Alba Adriatica è il secondo comune abruzzese sul mare arrivando dalle Marche. Non ha una particolare vocazione turistica, come i borghi oltre il Tronto, verso nord, ma di sicuro un ristorante che racconta una storia molto particolare, per nulla omologata a quelle di tante altre insegne, e che, proprio per questo, merita le nostre e vostre attenzioni.
L’Arca dei fratelli Capretta, il vulcanico Massimiliano e sua sorella Dalila, pasticciera, nonché lo chef Edoardo Massari, il compagno di lei, incarnano il presente e il futuro al 109 di via Mazzini. Ma tutto ebbe inizio solo con Massimiliano ancora il secolo scorso, nel 1998. Stesso posto ma in un’epoca ben differente, quando a nessuno veniva in mente di definire una location uno spazio, una struttura. Se mai scoprissi a chi si deve questa dilagante banalità, lo fulminerei. Lo stesso dicasi per sentiment e mission.

▶ **MATERIALE**:

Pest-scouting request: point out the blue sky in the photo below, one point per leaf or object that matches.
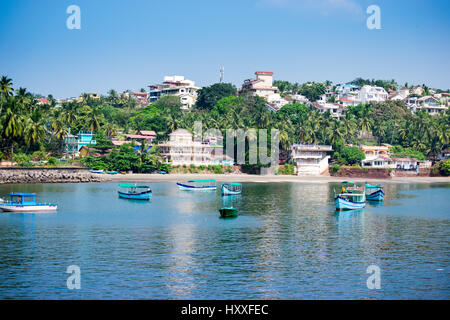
(131, 44)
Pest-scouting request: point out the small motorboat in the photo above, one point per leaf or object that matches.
(135, 192)
(232, 188)
(26, 202)
(377, 193)
(351, 197)
(198, 185)
(228, 212)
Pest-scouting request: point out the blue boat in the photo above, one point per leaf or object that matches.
(198, 185)
(135, 192)
(376, 195)
(352, 197)
(232, 188)
(26, 202)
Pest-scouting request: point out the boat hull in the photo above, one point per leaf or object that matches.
(186, 187)
(28, 208)
(228, 192)
(135, 196)
(228, 212)
(376, 196)
(345, 204)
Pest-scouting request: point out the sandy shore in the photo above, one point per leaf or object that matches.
(266, 178)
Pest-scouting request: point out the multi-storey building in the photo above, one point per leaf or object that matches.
(310, 159)
(261, 86)
(74, 143)
(369, 93)
(182, 149)
(175, 86)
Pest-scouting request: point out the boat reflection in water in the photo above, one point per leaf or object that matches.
(228, 209)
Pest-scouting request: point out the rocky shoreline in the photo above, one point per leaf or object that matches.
(48, 175)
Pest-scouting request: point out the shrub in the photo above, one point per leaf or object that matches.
(39, 155)
(217, 169)
(22, 159)
(52, 161)
(444, 167)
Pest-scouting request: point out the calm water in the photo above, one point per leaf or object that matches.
(287, 243)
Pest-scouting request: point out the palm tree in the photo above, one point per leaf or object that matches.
(12, 119)
(6, 86)
(6, 90)
(94, 119)
(34, 128)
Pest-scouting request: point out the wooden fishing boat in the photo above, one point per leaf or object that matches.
(376, 192)
(26, 202)
(232, 188)
(135, 192)
(228, 212)
(351, 197)
(198, 185)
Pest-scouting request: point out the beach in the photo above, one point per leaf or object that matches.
(267, 178)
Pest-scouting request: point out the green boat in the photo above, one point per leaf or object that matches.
(228, 212)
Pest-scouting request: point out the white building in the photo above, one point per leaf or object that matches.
(299, 98)
(310, 159)
(430, 105)
(261, 86)
(349, 100)
(376, 156)
(176, 86)
(276, 102)
(369, 93)
(181, 149)
(336, 110)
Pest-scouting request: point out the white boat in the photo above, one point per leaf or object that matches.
(232, 188)
(351, 197)
(198, 185)
(26, 202)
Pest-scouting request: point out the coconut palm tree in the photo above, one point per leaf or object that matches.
(6, 90)
(94, 118)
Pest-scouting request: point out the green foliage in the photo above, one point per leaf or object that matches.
(209, 96)
(287, 169)
(444, 167)
(22, 159)
(400, 152)
(386, 84)
(52, 161)
(43, 128)
(351, 155)
(39, 155)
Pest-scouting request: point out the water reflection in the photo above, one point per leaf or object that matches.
(288, 243)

▶ **COMPITI DA SVOLGERE**:
1 – Secondo il testo sul ristorante L'Arca, in che anno ebbe inizio la sua storia?
2 – Spiega, in base al testo sul ristorante L'Arca, perché il locale merita attenzione.
3 – Procedi con il testo sul ristorante L'Arca a partire dal punto in cui si ferma.

▶ **RISULTATI**:
1 – Nel 1998, con il solo Massimiliano.

2 – Il locale merita attenzione perché racconta una storia molto particolare. Questa storia non è per nulla omologata a quelle di tante altre insegne.

3 –
Apri il sito dell’Arca e alla voce Chi siamo vieni salutato dalla scritta “Il nostro ristorante, la Location”. Svanito l’effetto orticaria, c’è molto di personale nel disegno che chef Capretta ha dato al suo posto, al dehor sulla strada e alle sale, soprattutto quella di sinistra con quella grande vetrata che dà sulla cucina, rettangolare. Tu cliente, sei piazzato come coloro che alla stadio vedono la partita seduti dietro a una porta. Io ne resto sempre come ipnotizzato tale l’ammirazione per chi vi si muove e cucina, ingranaggi di un orologio.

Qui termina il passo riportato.